* **Vorliegender Text**
####################

Liebe Leserin, lieber Leser,
bei der Vergabe eines höher bewerteten Dienstpostens bzw. bei einer möglichen Beförderung stellt das Problem der Vergleichbarkeit von Leistungsbewertungen freigestellter Personalratsmitglieder und den „Normaldienst“ leistenden Beamten eine ständig wiederkehrende Frage dar. Der Beschluss des VGH Hessen v. 30.3.2022 – 1 B 308/21 hat dieses Problem erneut behandelt und bietet hierfür einen eigenen Lösungsweg.
Bei freigestellten Beamten ist die letzte vorhandene periodische Beurteilung nach § 33 Abs. 3 BLV und dem entsprechenden Landesrecht fiktiv fortzuschreiben (Fiktive Laufbahnnachzeichnung). Dabei wird eine fachliche Leistung fingiert und im Vergleich mit einer Referenzgruppe prognostisch ermittelt, wie eine spätere Regelbeurteilung – vermutlich – ausgefallen wäre. Es konkurriert also das Benachteiligungsverbot freigestellter Beamter mit dem verfassungsrechtlichen Anspruch des nicht freigestellten Konkurrenten auf eine leistungsgerechte Auswahl.
Die dienstlichen Beurteilungen freigestellter Personalratsmitglieder mit „normalen“ Beamten müssen schon wegen des Leistungsprinzips (Art. 33 Abs. 2 GG) bei einem Qualifikationsvergleich eine gegenseitige Aussagekraft besitzen. Dies erscheint zumindest dann zweifelhaft, wenn ein verbeamtetes Personalratsmitglied bereits für mehrere Jahre vom Dienst freigestellt war. Es stellt sich hier die Frage, ob langjährig freigestellte Beamte durch eine fiktive Laufbahnnachzeichnung nicht allein deswegen einen Wettbewerbsvorteil gegenüber den Mitbewerbern um eine Beförderung oder einen Beförderungsdienstposten erlangen, weil deren Beurteilung nicht nur fiktiv, sondern aufgrund nachweisbarer fachlicher Leistungen erstellt wurde.

####################

* **Aufgaben**
[1] Zitiere aus dem Text über freigestellte Personalratsmitglieder wortgetreu die Stelle, die bei „Bei freigestellten Beamten“ anfängt und bei „eine leistungsgerechte Auswahl.“ aufhört.
[2] Beantworte zum Text über freigestellte Personalratsmitglieder diese Fragen:
(a) Von welchem Tag ist der Beschluss des VGH Hessen?
(b) Nach welcher Vorschrift der BLV wird die letzte periodische Beurteilung fiktiv fortgeschrieben?
(c) Auf welchen Artikel des Grundgesetzes geht das Leistungsprinzip zurück?

* **Bereitgestelltes Material**
####################

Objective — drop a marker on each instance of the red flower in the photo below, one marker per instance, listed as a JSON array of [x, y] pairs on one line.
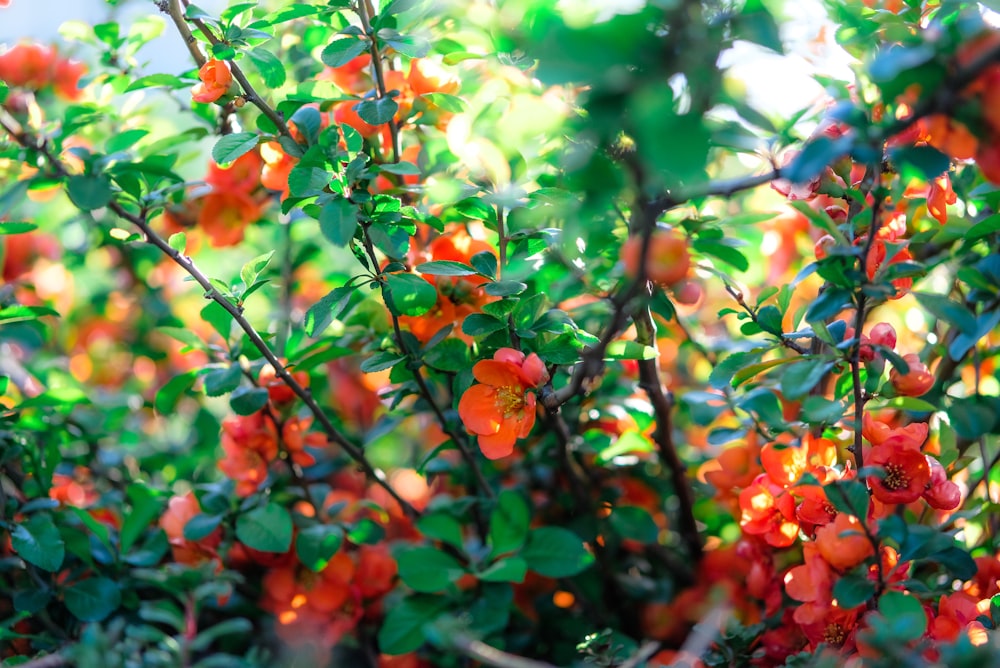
[[501, 410], [215, 81], [906, 473], [941, 493]]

####################

* **Antworten pro Aufgabe**
[1]
Bei freigestellten Beamten ist die letzte vorhandene periodische Beurteilung nach § 33 Abs. 3 BLV und dem entsprechenden Landesrecht fiktiv fortzuschreiben (Fiktive Laufbahnnachzeichnung). Dabei wird eine fachliche Leistung fingiert und im Vergleich mit einer Referenzgruppe prognostisch ermittelt, wie eine spätere Regelbeurteilung – vermutlich – ausgefallen wäre. Es konkurriert also das Benachteiligungsverbot freigestellter Beamter mit dem verfassungsrechtlichen Anspruch des nicht freigestellten Konkurrenten auf eine leistungsgerechte Auswahl.

[2]
(a) Vom 30.3.2022.
(b) Nach § 33 Abs. 3 BLV.
(c) Auf Art. 33 Abs. 2 GG.